Brief:
Can you output every line of the items below as a Markdown table with a "Row" column for the row number and a "Line" column for the line, leaving out any blank lines?

(Data records)
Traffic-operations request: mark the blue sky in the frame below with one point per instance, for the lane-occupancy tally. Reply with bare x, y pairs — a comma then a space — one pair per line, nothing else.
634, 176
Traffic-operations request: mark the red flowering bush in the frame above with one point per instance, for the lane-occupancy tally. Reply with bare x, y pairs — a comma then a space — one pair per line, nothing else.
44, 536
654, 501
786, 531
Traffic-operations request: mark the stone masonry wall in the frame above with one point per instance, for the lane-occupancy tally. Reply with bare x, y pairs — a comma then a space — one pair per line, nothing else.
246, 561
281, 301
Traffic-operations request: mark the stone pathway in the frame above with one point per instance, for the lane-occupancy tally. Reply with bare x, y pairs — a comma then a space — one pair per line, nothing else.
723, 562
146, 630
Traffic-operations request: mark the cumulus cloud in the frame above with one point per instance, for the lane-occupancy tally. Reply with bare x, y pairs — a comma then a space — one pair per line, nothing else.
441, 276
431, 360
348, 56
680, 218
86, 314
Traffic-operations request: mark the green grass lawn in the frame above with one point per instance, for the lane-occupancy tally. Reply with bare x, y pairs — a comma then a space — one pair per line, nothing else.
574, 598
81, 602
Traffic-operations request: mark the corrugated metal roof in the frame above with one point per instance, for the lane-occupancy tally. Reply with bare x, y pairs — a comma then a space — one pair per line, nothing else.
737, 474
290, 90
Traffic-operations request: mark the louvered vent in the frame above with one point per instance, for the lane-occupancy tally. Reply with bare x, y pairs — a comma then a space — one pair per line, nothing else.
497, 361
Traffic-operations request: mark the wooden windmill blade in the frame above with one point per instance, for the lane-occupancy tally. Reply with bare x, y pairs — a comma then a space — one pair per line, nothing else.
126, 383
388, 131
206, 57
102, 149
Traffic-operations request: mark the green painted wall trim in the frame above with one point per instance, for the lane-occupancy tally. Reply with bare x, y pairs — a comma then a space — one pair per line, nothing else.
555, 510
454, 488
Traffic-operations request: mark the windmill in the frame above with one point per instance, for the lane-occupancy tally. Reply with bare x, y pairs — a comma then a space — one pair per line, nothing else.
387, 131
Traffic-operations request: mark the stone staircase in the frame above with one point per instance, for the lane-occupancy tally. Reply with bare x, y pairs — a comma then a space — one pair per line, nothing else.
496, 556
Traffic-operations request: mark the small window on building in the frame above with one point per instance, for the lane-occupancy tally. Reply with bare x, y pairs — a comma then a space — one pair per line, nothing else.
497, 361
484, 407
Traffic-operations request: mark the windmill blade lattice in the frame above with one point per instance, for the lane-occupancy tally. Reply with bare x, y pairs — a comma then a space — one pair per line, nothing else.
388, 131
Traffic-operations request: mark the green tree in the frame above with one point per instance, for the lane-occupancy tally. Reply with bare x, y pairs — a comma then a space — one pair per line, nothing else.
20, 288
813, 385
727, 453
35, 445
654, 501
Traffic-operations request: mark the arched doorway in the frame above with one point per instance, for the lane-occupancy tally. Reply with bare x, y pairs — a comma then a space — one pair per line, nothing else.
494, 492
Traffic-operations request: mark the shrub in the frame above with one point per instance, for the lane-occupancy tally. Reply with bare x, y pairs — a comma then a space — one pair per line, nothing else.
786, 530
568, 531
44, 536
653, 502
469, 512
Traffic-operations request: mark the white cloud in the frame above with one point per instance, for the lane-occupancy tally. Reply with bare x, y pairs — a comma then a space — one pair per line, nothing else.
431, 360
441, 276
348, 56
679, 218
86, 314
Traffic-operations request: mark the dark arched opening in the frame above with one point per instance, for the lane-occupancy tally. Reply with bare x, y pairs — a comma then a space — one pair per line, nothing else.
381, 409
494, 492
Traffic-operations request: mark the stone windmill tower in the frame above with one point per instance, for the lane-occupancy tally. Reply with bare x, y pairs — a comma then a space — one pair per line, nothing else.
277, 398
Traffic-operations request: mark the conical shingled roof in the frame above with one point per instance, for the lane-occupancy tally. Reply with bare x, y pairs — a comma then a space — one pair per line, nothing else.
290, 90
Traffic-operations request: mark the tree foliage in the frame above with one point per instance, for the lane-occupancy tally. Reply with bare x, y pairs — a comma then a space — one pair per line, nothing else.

Answer to this exercise:
| Row | Line |
|---|---|
| 1 | Traffic-operations request: mark the blue sky in the frame below with one point per instance, for the lane-occupancy tally. Reply with bare x, y pairs — a comma then a space — one pair per line, nothing else. |
| 2 | 634, 176 |
| 3 | Traffic-operations request: mark the red flowering bush in the frame above with one point per instance, for the lane-occupancy tally. Reply with bare x, y pairs — a comma then a space — one pair per line, nothing else. |
| 4 | 44, 536 |
| 5 | 654, 501 |
| 6 | 786, 531 |
| 7 | Traffic-operations request: mark the stone masonry wall in the frame above with one point per instance, for the lane-occupancy tally. Reply with bare x, y pairs — a comma then a space — one pair per line, nothing else. |
| 8 | 246, 561 |
| 9 | 281, 301 |
| 10 | Traffic-operations request: mark the stone pathway in the frame above with one point per instance, for the lane-occupancy tally. Reply with bare x, y pairs — a comma then a space — one pair per line, nothing else. |
| 11 | 723, 562 |
| 12 | 146, 630 |
| 13 | Traffic-operations request: mark the cumulus cloud in the frame above with one point per instance, for the lane-occupancy tally. Reply with bare x, y pairs — a comma then a space — one pair per line, nothing else. |
| 14 | 441, 276 |
| 15 | 431, 360 |
| 16 | 348, 56 |
| 17 | 680, 218 |
| 18 | 86, 314 |
| 19 | Traffic-operations request: mark the green grass lawn in the frame above with one point per instance, for the lane-occupancy tally. Reply with bare x, y pairs — a comma then a space — one pair per line, nothing else. |
| 20 | 574, 598 |
| 21 | 81, 602 |
| 22 | Traffic-operations request: mark the corrugated metal roof in the frame above with one point per instance, for the lane-occupancy tally. Reply with bare x, y pairs — a comma then a space — one pair per line, nothing else. |
| 23 | 737, 474 |
| 24 | 290, 90 |
| 25 | Traffic-operations request: mark the louvered vent in the frame above with one point per instance, for the lane-occupancy tally. Reply with bare x, y pairs — a comma then a space — one pair per line, nothing else. |
| 26 | 497, 361 |
| 27 | Traffic-operations request: mark the wooden windmill blade in the frame above with one point per instance, for the lane-occupancy tally. Reply with bare x, y pairs — a comma then a space — one pair per line, nothing else. |
| 28 | 126, 383 |
| 29 | 388, 131 |
| 30 | 206, 57 |
| 31 | 102, 149 |
| 32 | Traffic-operations request: mark the green painted wall trim in the frame above with one point per instance, for the lane-occupancy tally. Reply with bare x, y pairs — a comma then a space — one pair per line, nothing else. |
| 33 | 555, 510 |
| 34 | 454, 488 |
| 35 | Traffic-operations request: mark the windmill in the frame above with one point per instance, for the lane-occupancy tally. Reply with bare x, y pairs — a comma then a space — one pair per line, nothing else. |
| 36 | 387, 131 |
| 37 | Traffic-operations request: mark the stone staircase in the frame above with one point per instance, for the lane-occupancy tally. Reply with bare x, y pairs — a comma then a space — one pair per line, nothing else. |
| 38 | 496, 556 |
| 39 | Traffic-operations request: mark the small window on building in the frame above with one point per instance, for the lane-occupancy tally. Reply with bare x, y pairs — a comma then a space — one pair per line, nothing else. |
| 40 | 497, 361 |
| 41 | 484, 407 |
| 42 | Traffic-operations request: mark the windmill blade lattice in the frame above with one point per instance, for the lane-occupancy tally. Reply with bare x, y pairs — a comma then a space — one pair per line, nothing else. |
| 43 | 388, 131 |
| 44 | Traffic-operations request: mark the green tree in the frame above with one point per instance, for the lane-occupancy tally. Reply with bare x, y pairs — a comma then a space — one pair per line, nothing else. |
| 45 | 20, 288 |
| 46 | 813, 385 |
| 47 | 727, 453 |
| 48 | 35, 445 |
| 49 | 654, 501 |
| 50 | Traffic-operations request: mark the arched doorway in the frame above with one point per instance, for the lane-occupancy tally. Reply with bare x, y pairs — a comma then a space — one pair per line, nothing else. |
| 51 | 494, 492 |
| 52 | Traffic-operations request: mark the shrub in the frame above with one point per instance, for the lane-occupancy tally. Reply with bare x, y pairs — a comma then a space — one pair per line, nothing else. |
| 53 | 786, 530 |
| 54 | 568, 531 |
| 55 | 44, 536 |
| 56 | 653, 502 |
| 57 | 469, 512 |
| 58 | Traffic-operations request: mark the white cloud in the frame above with one point per instance, for the lane-occupancy tally. Reply with bare x, y pairs — a comma then a space — one pair per line, nothing else. |
| 59 | 431, 360 |
| 60 | 441, 276 |
| 61 | 348, 56 |
| 62 | 679, 218 |
| 63 | 86, 314 |
| 64 | Traffic-operations request: mark the dark arched opening in the frame above with one point per instance, for the lane-occupancy tally. Reply with bare x, y pairs — a comma then a space — one pair per line, nothing else. |
| 65 | 381, 409 |
| 66 | 494, 492 |
| 67 | Traffic-operations request: mark the stone windmill tower in the frame above with one point per instance, for the lane-occupancy tally. Reply with bare x, y pairs — a comma then a space — one pair per line, nothing else. |
| 68 | 277, 398 |
| 69 | Traffic-operations request: mark the conical shingled roof in the frame above with one point per instance, for the lane-occupancy tally. Reply with bare x, y pairs — a comma then a space — one pair per line, nothing else. |
| 70 | 290, 90 |
| 71 | Traffic-operations request: mark the tree foliage in the frame above with one point per instance, for the lane-occupancy tally. Reply with bare x, y pairs — a comma then a space — one pair per line, nothing else. |